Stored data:
· · · ·

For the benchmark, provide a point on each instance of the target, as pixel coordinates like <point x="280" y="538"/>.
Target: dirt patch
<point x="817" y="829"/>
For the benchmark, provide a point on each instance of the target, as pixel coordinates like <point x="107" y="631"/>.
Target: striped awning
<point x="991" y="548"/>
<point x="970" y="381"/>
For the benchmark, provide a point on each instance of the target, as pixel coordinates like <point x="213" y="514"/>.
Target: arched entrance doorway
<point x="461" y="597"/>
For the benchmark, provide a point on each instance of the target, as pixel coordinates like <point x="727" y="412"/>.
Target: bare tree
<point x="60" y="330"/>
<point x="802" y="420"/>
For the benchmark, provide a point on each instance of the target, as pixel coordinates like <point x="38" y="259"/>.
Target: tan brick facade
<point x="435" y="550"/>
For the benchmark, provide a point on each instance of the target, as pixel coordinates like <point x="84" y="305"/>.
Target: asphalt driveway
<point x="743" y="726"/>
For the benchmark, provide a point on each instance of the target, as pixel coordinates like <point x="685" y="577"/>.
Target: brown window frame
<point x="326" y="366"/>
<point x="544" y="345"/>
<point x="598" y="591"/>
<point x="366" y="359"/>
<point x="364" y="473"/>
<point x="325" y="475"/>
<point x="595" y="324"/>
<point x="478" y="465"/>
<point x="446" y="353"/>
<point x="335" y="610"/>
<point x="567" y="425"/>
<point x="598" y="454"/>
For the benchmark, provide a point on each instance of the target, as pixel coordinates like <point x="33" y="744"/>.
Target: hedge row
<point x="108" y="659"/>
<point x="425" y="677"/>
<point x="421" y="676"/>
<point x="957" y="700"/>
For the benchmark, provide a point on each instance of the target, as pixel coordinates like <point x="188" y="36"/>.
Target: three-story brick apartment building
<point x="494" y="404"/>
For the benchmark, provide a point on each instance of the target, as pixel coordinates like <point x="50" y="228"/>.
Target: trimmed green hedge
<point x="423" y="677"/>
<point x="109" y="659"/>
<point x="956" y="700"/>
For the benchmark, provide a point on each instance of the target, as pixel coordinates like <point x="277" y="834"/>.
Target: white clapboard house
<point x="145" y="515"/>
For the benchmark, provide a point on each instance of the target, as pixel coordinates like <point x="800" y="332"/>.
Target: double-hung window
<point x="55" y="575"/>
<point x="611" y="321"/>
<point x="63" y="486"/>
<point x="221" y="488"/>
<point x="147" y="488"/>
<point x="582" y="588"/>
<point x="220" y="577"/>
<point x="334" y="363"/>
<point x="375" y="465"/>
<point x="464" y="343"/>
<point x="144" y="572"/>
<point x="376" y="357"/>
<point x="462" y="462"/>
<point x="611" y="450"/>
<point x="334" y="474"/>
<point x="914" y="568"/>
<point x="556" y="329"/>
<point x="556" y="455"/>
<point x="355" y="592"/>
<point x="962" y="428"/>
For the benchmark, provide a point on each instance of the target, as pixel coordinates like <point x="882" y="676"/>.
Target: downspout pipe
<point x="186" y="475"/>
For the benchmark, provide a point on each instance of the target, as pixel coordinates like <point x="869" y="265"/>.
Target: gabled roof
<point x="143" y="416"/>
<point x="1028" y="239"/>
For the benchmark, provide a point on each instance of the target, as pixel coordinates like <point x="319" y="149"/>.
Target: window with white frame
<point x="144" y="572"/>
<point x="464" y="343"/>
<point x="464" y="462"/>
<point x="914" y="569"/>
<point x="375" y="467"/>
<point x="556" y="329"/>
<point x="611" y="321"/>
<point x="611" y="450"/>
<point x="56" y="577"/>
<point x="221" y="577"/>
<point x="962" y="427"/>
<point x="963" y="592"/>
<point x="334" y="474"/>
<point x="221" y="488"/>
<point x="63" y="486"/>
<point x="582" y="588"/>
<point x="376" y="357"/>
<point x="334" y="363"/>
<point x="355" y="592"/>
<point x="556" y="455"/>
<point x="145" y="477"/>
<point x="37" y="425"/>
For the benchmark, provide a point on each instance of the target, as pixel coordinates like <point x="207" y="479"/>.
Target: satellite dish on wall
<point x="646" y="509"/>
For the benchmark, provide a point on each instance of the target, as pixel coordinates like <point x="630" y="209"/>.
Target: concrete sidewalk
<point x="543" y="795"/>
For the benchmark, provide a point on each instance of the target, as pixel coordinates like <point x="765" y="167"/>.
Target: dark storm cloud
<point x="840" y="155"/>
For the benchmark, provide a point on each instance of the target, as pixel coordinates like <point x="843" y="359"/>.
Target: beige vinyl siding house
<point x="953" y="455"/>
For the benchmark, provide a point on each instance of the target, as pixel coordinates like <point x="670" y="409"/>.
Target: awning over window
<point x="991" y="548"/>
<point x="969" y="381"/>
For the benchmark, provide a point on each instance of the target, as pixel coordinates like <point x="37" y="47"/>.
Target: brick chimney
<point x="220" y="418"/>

· · · ·

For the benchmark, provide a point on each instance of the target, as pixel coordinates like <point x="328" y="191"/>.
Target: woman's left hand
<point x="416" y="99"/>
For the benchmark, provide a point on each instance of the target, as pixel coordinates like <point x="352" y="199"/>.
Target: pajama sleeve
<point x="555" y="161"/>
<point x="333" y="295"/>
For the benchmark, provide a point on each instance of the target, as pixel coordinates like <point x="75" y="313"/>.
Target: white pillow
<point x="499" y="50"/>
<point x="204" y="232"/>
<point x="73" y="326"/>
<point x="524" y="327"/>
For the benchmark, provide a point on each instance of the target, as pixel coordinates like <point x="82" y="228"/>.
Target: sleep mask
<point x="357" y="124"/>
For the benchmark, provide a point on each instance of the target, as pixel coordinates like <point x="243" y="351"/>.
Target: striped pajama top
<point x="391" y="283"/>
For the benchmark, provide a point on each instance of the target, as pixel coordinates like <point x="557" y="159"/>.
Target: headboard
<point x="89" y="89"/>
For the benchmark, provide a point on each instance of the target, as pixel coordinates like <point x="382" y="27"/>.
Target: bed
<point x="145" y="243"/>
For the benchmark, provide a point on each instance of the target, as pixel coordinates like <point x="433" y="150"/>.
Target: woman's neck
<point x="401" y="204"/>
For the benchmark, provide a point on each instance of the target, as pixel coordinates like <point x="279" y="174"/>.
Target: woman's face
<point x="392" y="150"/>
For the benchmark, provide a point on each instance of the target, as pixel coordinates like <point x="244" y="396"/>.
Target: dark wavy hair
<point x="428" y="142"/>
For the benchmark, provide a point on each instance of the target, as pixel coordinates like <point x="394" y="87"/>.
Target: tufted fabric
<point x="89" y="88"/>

· · · ·

■ Task objective:
Locate each line in the items above that contains the word "striped", and copy every such line in full.

■ Output for this exercise:
Target: striped awning
Target: striped pajama top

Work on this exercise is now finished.